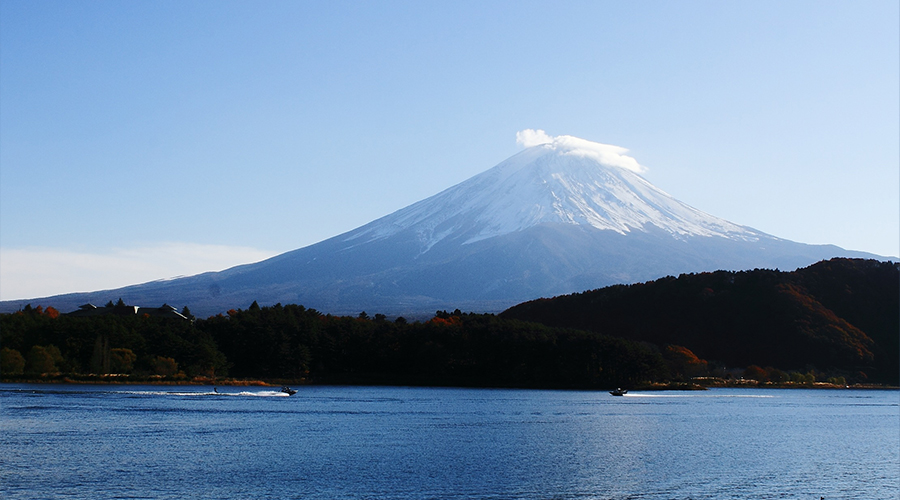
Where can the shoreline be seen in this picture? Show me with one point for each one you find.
(231, 382)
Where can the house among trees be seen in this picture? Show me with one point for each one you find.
(121, 309)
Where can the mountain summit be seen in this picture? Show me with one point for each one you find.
(568, 181)
(563, 215)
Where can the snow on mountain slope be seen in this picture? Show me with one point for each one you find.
(562, 216)
(565, 181)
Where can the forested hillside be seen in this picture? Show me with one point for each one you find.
(293, 342)
(841, 314)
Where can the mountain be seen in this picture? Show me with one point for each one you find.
(841, 314)
(559, 217)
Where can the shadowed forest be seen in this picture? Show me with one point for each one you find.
(835, 321)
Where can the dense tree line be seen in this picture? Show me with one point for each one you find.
(835, 320)
(841, 315)
(293, 342)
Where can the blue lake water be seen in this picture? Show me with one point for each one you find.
(113, 442)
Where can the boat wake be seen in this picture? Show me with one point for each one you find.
(638, 395)
(262, 394)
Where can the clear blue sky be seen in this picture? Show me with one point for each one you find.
(172, 137)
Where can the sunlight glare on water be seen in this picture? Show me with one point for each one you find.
(109, 442)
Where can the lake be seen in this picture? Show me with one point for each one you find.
(115, 442)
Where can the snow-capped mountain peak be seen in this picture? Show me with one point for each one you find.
(555, 180)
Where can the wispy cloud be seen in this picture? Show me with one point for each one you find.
(40, 272)
(606, 154)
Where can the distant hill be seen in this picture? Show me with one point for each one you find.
(557, 218)
(840, 314)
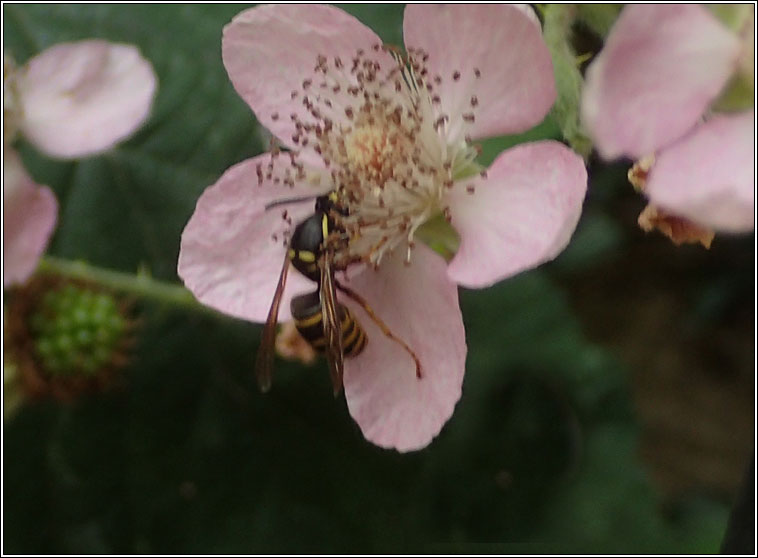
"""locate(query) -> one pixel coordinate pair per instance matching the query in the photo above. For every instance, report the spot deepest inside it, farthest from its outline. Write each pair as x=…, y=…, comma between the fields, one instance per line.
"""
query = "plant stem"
x=139, y=284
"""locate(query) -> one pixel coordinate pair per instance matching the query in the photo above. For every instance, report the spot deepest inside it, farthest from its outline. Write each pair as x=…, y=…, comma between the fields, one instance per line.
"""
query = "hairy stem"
x=139, y=284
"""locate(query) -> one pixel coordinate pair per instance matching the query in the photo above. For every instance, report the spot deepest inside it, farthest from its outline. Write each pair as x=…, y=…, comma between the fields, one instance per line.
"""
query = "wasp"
x=322, y=321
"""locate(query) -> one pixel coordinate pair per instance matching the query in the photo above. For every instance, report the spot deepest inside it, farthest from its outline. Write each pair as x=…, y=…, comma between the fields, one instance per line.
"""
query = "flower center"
x=390, y=151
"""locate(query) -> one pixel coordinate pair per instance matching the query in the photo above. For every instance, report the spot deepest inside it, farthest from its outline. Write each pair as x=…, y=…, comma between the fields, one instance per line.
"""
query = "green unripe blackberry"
x=76, y=331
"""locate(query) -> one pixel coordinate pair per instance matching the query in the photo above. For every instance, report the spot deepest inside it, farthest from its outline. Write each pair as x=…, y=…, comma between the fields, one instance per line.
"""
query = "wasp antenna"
x=289, y=200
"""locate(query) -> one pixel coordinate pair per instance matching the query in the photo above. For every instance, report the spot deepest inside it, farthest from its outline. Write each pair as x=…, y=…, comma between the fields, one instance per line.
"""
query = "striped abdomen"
x=306, y=310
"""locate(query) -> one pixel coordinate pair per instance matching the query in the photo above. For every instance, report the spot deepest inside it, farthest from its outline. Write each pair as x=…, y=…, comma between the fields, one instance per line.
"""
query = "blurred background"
x=608, y=404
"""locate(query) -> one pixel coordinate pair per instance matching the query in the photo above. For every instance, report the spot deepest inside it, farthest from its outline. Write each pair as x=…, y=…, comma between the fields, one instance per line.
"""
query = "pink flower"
x=70, y=101
x=395, y=142
x=650, y=91
x=29, y=215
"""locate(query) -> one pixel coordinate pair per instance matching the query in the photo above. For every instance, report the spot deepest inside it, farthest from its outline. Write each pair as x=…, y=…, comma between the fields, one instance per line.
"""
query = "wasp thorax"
x=391, y=152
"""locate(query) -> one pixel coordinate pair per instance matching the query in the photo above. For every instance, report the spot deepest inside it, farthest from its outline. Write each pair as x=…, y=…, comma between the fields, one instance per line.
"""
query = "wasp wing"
x=332, y=327
x=264, y=361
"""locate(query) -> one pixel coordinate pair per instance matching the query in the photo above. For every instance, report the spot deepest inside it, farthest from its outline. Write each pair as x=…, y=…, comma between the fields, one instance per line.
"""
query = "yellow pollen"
x=368, y=147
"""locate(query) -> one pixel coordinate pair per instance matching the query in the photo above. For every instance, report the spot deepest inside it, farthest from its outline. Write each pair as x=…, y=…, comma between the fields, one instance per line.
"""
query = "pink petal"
x=516, y=87
x=269, y=51
x=521, y=215
x=228, y=257
x=29, y=215
x=661, y=67
x=393, y=408
x=82, y=98
x=708, y=176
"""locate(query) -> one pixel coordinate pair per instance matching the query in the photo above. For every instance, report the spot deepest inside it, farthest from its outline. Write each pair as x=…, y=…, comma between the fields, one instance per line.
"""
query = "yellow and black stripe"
x=306, y=310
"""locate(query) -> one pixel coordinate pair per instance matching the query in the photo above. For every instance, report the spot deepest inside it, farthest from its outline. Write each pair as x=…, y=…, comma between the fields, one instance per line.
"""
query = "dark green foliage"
x=187, y=457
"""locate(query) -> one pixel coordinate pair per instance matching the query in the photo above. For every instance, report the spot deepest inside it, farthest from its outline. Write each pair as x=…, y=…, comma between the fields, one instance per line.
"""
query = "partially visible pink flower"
x=72, y=100
x=650, y=91
x=395, y=142
x=78, y=99
x=29, y=215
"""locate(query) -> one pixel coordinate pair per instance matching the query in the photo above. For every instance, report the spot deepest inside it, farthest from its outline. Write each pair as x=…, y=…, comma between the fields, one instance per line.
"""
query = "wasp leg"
x=386, y=330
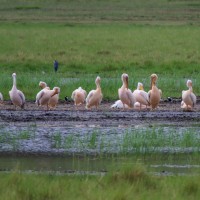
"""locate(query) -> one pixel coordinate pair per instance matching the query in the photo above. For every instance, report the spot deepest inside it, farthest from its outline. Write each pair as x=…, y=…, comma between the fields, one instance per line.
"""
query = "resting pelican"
x=44, y=96
x=188, y=97
x=125, y=94
x=94, y=97
x=154, y=93
x=79, y=96
x=1, y=98
x=141, y=97
x=17, y=97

- Deine Aufgabe -
Sammle aus der Auflistung jede Zeile heraus, in der die Zeichenfolge „pink“ vorkommt.

- Ergebnis -
query = "pink flower"
query = "pink petal"
query = "partially visible pink flower"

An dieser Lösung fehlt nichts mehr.